** BEGIN **
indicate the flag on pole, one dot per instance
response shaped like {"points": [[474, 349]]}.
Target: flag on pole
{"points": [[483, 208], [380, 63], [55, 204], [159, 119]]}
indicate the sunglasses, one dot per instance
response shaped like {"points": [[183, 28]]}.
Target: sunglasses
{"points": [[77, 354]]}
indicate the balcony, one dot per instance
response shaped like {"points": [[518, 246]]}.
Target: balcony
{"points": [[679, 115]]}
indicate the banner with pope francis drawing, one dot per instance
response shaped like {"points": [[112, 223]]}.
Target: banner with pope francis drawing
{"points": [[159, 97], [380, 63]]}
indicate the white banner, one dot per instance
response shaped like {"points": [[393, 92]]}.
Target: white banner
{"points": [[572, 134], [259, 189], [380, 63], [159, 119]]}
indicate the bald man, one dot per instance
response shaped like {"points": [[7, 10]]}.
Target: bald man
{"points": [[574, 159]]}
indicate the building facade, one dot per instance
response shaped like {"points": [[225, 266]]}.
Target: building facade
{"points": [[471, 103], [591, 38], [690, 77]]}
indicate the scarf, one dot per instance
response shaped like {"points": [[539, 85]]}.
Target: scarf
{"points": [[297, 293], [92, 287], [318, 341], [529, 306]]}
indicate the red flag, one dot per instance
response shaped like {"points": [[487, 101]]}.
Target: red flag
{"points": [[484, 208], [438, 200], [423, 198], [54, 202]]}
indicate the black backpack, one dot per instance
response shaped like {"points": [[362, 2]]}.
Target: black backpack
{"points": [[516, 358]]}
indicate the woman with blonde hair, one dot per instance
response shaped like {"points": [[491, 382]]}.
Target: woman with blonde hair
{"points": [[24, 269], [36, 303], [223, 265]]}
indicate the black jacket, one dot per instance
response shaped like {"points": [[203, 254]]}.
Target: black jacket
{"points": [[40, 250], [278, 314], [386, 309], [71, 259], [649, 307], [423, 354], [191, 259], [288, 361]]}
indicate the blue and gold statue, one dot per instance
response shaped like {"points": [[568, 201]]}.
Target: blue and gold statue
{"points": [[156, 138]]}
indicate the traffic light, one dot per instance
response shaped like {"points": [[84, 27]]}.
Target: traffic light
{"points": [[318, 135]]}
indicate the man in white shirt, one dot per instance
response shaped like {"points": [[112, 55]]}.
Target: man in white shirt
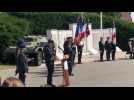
{"points": [[80, 46]]}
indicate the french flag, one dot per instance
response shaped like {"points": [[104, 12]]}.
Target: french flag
{"points": [[114, 33], [82, 30]]}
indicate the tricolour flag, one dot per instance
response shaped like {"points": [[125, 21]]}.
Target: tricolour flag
{"points": [[82, 30], [114, 34]]}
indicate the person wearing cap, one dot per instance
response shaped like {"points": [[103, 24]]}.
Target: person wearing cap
{"points": [[49, 52], [21, 65], [101, 48], [108, 47], [80, 46], [68, 50]]}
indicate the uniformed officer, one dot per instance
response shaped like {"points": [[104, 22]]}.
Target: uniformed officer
{"points": [[49, 60], [69, 51], [80, 46], [22, 65], [108, 48], [101, 48], [113, 50], [74, 51]]}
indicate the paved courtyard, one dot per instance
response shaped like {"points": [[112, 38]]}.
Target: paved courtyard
{"points": [[118, 73]]}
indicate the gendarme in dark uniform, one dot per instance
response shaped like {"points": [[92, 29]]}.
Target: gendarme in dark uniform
{"points": [[80, 46], [49, 60], [68, 50], [108, 48], [113, 50], [22, 65], [101, 48]]}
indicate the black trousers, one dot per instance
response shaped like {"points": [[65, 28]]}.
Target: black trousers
{"points": [[70, 66], [113, 55], [80, 49], [108, 55], [50, 69], [22, 77], [101, 55], [131, 55]]}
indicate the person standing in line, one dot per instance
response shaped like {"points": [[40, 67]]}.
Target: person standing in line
{"points": [[49, 60], [22, 65], [80, 46], [101, 48], [113, 50], [108, 48], [69, 51]]}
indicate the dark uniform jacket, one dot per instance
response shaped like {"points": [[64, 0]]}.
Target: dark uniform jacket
{"points": [[68, 49], [22, 64], [108, 46], [101, 46], [49, 53], [113, 47]]}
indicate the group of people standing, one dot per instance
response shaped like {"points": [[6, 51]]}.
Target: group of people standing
{"points": [[108, 46]]}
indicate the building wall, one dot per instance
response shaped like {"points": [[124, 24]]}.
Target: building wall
{"points": [[91, 43]]}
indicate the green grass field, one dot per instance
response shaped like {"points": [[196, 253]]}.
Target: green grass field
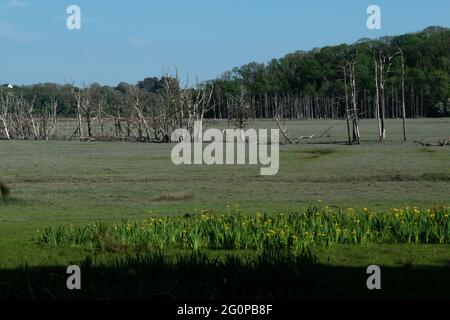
{"points": [[66, 182]]}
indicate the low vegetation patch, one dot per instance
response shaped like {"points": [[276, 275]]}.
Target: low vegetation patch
{"points": [[174, 196]]}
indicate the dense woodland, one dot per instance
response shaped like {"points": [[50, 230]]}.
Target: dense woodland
{"points": [[391, 77]]}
** END **
EXERCISE OBJECTIVE:
Reproduce every one of the lines above word for word, from the first to the last. Leave the pictures out.

SOLUTION TO THIS PROBLEM:
indicate the flag on pole, one dot per instance
response shaped like {"points": [[474, 349]]}.
Target: flag on pole
{"points": [[483, 208], [380, 63], [55, 204], [159, 119]]}
indicate the sunglasses, one dot per instance
response shaped like {"points": [[183, 28]]}.
Target: sunglasses
{"points": [[77, 354]]}
indicate the balcony, one dot per instance
response shaped like {"points": [[518, 246]]}.
Target: balcony
{"points": [[679, 115]]}
indicate the banner with pope francis drawing, one dot per instance
response shaped like {"points": [[112, 223]]}.
Target: banner with pope francis drawing
{"points": [[159, 97], [380, 63]]}
indicate the white banner, one dot per instance
response shaped like {"points": [[393, 92]]}.
Target: white banner
{"points": [[572, 134], [259, 189], [380, 63], [159, 119]]}
indicate the bald man, one dot per instance
response shaped like {"points": [[7, 10]]}.
Target: bald man
{"points": [[574, 159]]}
indicate the building facade, one dot per instance
response shaped like {"points": [[225, 266]]}.
Target: building facade
{"points": [[471, 103], [591, 38], [690, 77]]}
indicate the scarf, one dot per instance
response shaped like {"points": [[539, 85]]}.
Target: scarf
{"points": [[297, 293], [92, 287], [318, 341], [529, 306]]}
indicate the red flag, one dot per instance
response shaped like {"points": [[487, 101]]}.
Target: red flag
{"points": [[484, 208], [438, 200], [423, 198], [54, 202]]}
indicate the black backpack, one dot per instance
response shaped like {"points": [[362, 2]]}.
Target: black backpack
{"points": [[516, 358]]}
indicate the woman with blonde hair, one dot per instance
response shaped like {"points": [[491, 382]]}.
Target: woman with blonde hair
{"points": [[24, 269], [36, 303], [223, 265]]}
indicate the black jacket, one dot per instance
response shaped like {"points": [[203, 254]]}.
Target: black jacket
{"points": [[40, 250], [278, 314], [386, 309], [71, 259], [649, 307], [423, 354], [191, 259], [288, 361]]}
indicate the blue and gold statue, one dot per instance
response shaped like {"points": [[568, 201]]}.
Target: blue and gold statue
{"points": [[156, 138]]}
indicate the traffic light, one dot per instance
response shaped like {"points": [[84, 27]]}.
Target: traffic light
{"points": [[318, 135]]}
indicate the man in white shirt, one dot per instance
response shaped like {"points": [[112, 55]]}.
Target: man in white shirt
{"points": [[80, 46]]}
indicate the french flag, one dot per instance
response shaped like {"points": [[104, 12]]}.
Target: french flag
{"points": [[114, 33], [82, 30]]}
indicate the tricolour flag, one dot per instance
response shaped like {"points": [[125, 21]]}.
Target: tricolour flag
{"points": [[82, 30], [114, 34]]}
indicate the person wearing cap, one dot per instance
response shaped like {"points": [[103, 24]]}.
Target: person wearing cap
{"points": [[49, 52], [21, 65], [101, 48], [108, 47], [80, 46], [68, 50]]}
indicate the uniformed officer, one dot per instance
response shaped like {"points": [[104, 22]]}.
Target: uniformed officer
{"points": [[49, 60], [69, 51], [80, 46], [22, 65], [108, 48], [101, 48], [113, 50], [74, 51]]}
indicate the paved courtyard, one dot per instance
response shaped like {"points": [[112, 38]]}.
Target: paved courtyard
{"points": [[118, 73]]}
indicate the gendarme in dark uniform, one dot per instance
response shaped like {"points": [[92, 29]]}.
Target: gendarme in dark uniform
{"points": [[80, 46], [49, 60], [68, 50], [108, 48], [113, 50], [22, 65], [101, 48]]}
indicate the black trousers, one dot per instance
response shaped like {"points": [[65, 28]]}.
Target: black trousers
{"points": [[70, 66], [113, 55], [80, 49], [108, 55], [50, 69], [22, 77], [101, 55], [131, 55]]}
indicate the person standing in line, one dot per instance
response shaped like {"points": [[40, 67]]}.
Target: person standing in line
{"points": [[49, 60], [22, 65], [80, 46], [101, 48], [113, 50], [108, 48], [69, 51]]}
indicate the dark uniform jacket, one dot per instance
response shaped like {"points": [[64, 0]]}.
Target: dark uniform jacket
{"points": [[68, 49], [22, 64], [108, 46], [101, 46], [49, 53], [113, 47]]}
indicate the group of people standing, one dot per instance
response shaped like {"points": [[6, 51]]}.
Target: group of people standing
{"points": [[108, 46]]}
indicate the building wall, one dot per instance
response shaped like {"points": [[124, 24]]}.
Target: building wall
{"points": [[91, 43]]}
indicate the green grass field, one dot per instance
response shaped like {"points": [[196, 253]]}.
Target: green grass field
{"points": [[66, 182]]}
indicate the low vegetation patch, one dot per instance
response shaped like {"points": [[276, 275]]}.
Target: low vegetation patch
{"points": [[174, 196]]}
indicate the dense woodland, one dot per instance
response shaped like {"points": [[50, 230]]}.
Target: dense woodland
{"points": [[391, 77]]}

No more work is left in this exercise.